> **TASK INPUTS**:
··········
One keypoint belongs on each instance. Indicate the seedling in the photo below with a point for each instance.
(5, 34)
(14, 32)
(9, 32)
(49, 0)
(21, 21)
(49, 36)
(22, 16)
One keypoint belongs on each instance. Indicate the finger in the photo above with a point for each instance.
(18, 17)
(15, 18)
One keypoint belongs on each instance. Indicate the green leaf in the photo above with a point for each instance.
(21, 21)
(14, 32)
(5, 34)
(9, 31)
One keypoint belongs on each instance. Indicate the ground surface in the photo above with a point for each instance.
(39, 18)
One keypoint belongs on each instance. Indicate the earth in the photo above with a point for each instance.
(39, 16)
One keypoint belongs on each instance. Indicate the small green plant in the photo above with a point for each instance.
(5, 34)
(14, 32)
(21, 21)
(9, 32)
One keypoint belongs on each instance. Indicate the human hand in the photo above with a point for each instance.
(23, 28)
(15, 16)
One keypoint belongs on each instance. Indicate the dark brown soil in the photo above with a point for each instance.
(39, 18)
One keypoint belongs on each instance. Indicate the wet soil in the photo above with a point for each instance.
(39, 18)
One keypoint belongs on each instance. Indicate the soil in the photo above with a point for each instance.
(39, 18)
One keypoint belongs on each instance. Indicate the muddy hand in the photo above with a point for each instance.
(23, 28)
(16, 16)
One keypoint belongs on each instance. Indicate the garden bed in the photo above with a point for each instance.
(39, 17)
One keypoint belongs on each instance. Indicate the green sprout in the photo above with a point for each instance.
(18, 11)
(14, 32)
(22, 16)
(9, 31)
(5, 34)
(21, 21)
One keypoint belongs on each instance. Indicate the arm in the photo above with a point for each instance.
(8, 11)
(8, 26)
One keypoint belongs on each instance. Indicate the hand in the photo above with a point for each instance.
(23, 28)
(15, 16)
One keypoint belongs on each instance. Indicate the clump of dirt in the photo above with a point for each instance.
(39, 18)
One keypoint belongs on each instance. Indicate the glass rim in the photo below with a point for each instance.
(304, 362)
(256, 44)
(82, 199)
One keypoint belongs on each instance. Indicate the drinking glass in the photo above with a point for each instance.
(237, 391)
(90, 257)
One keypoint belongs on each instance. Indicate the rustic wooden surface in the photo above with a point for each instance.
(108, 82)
··········
> **EXERCISE DETAILS**: Print every record above exactly as it was given.

> **RESULT OF THE TASK**:
One keypoint belongs on each instance. Indicate the seedling in the photo below with a point for each instance.
(5, 34)
(14, 32)
(9, 32)
(49, 0)
(21, 21)
(49, 36)
(22, 16)
One keypoint belongs on each instance. Indicate the finger in the photo above with a point for each instance.
(18, 17)
(15, 18)
One keypoint belongs on each instance. Indicate the green leaf in the photo above with a point for each instance.
(21, 21)
(14, 32)
(5, 34)
(9, 31)
One keypoint belongs on each instance. Indicate the ground surface in the photo above with a point for each instance.
(39, 18)
One keypoint belongs on each instance. Indicate the earth in the photo above with a point for each instance.
(39, 16)
One keypoint belongs on each instance. Indicate the small green plant in the photo above with a point for each instance.
(5, 34)
(14, 32)
(21, 21)
(9, 32)
One keypoint belongs on each instance. Indicate the human hand in the photo above with a point for each instance.
(23, 28)
(15, 16)
One keypoint belongs on each instance. Indicate the dark brown soil in the photo above with a point for each instance.
(39, 18)
One keypoint belongs on each instance. Indicate the wet soil in the photo above with a point for each instance.
(39, 18)
One keypoint belongs on each instance. Indicate the soil in the photo above with a point for each instance.
(39, 18)
One keypoint belongs on each instance. Indicate the muddy hand in the photo above with a point for each instance.
(23, 28)
(16, 16)
One keypoint belongs on each instance. Indicate the garden bed in the photo above with a point for each instance.
(39, 17)
One keypoint belongs on each instance. Indicate the green sprout in the photo above with a point for each instance.
(18, 11)
(14, 32)
(22, 16)
(9, 31)
(5, 34)
(21, 21)
One keypoint belongs on each instance. Indicate the arm in the photo above with a point for each instance.
(8, 11)
(8, 26)
One keypoint belongs on each instance. Indicate the hand in the photo above with a point for each instance.
(23, 28)
(15, 16)
One keypoint belongs on each instance. Indicate the clump of dirt in the photo above with a point for each instance.
(39, 18)
One keypoint belongs on each instance. Indicate the glass rim in the photo below with a point for each instance.
(304, 362)
(256, 44)
(82, 199)
One keypoint belongs on each instance. Indicate the drinking glass in the photo above with a point for each instance.
(237, 391)
(90, 257)
One keypoint belongs on each instance. Indicate the rustic wooden surface in the photo above with a point for each instance.
(108, 82)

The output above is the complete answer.